▸ **Aim**
Return each line of the items below that contains the word "brick".

▸ **Material for the task**
----
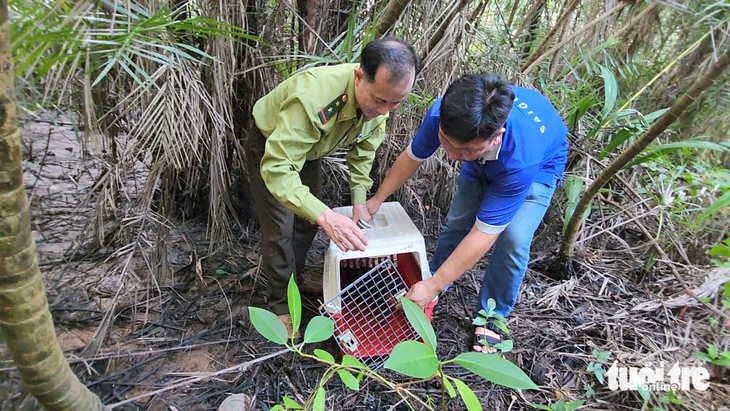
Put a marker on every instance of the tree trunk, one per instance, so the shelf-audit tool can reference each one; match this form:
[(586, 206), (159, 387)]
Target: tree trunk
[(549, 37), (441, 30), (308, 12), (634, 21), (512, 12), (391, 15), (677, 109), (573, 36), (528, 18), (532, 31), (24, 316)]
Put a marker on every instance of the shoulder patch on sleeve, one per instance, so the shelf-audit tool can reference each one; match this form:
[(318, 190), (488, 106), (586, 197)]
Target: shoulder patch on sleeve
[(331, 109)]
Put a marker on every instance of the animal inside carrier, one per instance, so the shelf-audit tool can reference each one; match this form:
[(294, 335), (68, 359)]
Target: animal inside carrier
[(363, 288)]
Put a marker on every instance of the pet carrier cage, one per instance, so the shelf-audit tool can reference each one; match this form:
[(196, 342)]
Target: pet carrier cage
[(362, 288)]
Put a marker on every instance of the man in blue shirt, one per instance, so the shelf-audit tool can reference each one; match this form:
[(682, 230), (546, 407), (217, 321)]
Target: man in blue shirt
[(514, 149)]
----
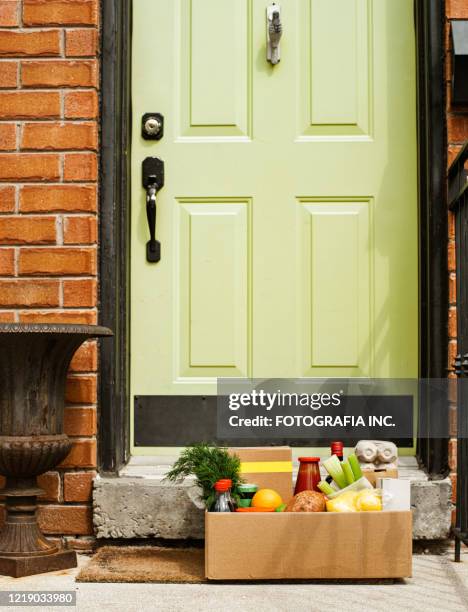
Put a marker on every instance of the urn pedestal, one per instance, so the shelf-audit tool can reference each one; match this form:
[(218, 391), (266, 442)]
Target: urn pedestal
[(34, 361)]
----
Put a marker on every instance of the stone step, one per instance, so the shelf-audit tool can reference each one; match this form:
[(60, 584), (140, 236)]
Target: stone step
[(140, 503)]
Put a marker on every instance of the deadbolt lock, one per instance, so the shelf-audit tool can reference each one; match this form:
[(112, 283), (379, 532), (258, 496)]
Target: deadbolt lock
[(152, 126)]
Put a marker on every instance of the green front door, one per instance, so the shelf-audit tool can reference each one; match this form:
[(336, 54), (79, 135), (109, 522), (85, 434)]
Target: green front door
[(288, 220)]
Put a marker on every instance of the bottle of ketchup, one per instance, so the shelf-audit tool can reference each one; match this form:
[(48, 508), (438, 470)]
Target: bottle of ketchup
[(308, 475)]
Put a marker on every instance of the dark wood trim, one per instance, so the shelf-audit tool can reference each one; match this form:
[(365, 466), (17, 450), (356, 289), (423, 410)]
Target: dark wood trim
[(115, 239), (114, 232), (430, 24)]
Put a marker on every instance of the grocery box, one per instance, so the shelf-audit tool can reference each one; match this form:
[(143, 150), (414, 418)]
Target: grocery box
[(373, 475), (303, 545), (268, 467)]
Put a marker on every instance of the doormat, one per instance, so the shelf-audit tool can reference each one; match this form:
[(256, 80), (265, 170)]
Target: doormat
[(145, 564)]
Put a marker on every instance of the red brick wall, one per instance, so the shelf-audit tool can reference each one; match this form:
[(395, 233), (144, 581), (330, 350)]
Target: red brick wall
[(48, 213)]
----
▸ **The completed task**
Put a marker on every instance of the red brick wall, one per instance, so the shelf-audit tool can reference each one; match this form:
Target: red brick wall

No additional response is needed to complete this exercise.